◆ EXTRACTED TEXT
(begin)
The Conversion Ratio
shall also be adjusted to account for any subdivision (by stock split, subdivision, exchange, stock dividend, reclassification, recapitalization
or otherwise) or combination (by reverse stock split, exchange, reclassification, recapitalization or otherwise) or similar reclassification
or recapitalization of the outstanding shares of Class A Common Stock into a greater or lesser number of shares occurring after the
original filing of this Certificate without a proportionate and corresponding subdivision, combination or similar reclassification or
recapitalization of the outstanding shares of Class B Common Stock.
(iii) Voting. Except
as otherwise required by law or this Certificate (including any Preferred Stock Designation), for so long as any shares of Class B
Common Stock shall remain outstanding, the Corporation shall not, without the prior vote or written consent of the holders of a majority
of the shares of Class B Common Stock then outstanding, voting separately as a single class, amend, alter or repeal any provision
of this Certificate, whether by merger, consolidation or otherwise, if such amendment, alteration or repeal would alter or change the
powers, preferences or relative, participating, optional or other or special rights of the Class B Common Stock.
(end)
◆ Segmentation labeling data
(begin)
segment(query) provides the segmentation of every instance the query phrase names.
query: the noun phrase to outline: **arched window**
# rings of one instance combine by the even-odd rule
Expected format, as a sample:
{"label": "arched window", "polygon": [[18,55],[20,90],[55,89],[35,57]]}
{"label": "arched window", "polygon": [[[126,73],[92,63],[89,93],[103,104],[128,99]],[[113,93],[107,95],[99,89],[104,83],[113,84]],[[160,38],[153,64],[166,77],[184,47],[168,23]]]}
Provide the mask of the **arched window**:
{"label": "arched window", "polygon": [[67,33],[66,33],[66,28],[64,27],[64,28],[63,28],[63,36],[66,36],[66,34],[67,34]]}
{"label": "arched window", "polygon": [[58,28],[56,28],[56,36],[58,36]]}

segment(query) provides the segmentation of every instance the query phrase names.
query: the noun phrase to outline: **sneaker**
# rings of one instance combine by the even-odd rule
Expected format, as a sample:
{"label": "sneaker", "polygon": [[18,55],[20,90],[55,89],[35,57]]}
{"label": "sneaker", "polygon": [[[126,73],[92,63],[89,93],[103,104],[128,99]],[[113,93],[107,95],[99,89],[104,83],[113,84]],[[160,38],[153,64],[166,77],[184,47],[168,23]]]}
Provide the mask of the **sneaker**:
(end)
◆ TASK REQUIREMENTS
(1) For each statement, answer yes or no according to the certificate excerpt above, and quote the words that decide it.
(a) A reverse stock split is one of the listed forms of combination of Class A Common Stock.
(b) Holders of Class B Common Stock vote together with other classes when approving the amendments described.
(c) The required approval comes from holders of two-thirds of the outstanding Class B Common Stock.
(2) Answer these questions from the certificate excerpt above.
(a) After what event must a subdivision or combination of Class A Common Stock occur to affect the Conversion Ratio?
(b) What heading is marked (iii)?
(c) By what means of amending, altering or repealing a provision does the Class B approval requirement apply?

◆ RESPONSES BY TASK
(1)
(a) Yes: "combination (by reverse stock split, exchange, reclassification, recapitalization or otherwise)"
(b) No: "voting separately as a single class"
(c) No: "the holders of a majority of the shares of Class B Common Stock then outstanding"

(2)
(a) After the original filing of this Certificate.
(b) Voting.
(c) By merger, consolidation or otherwise.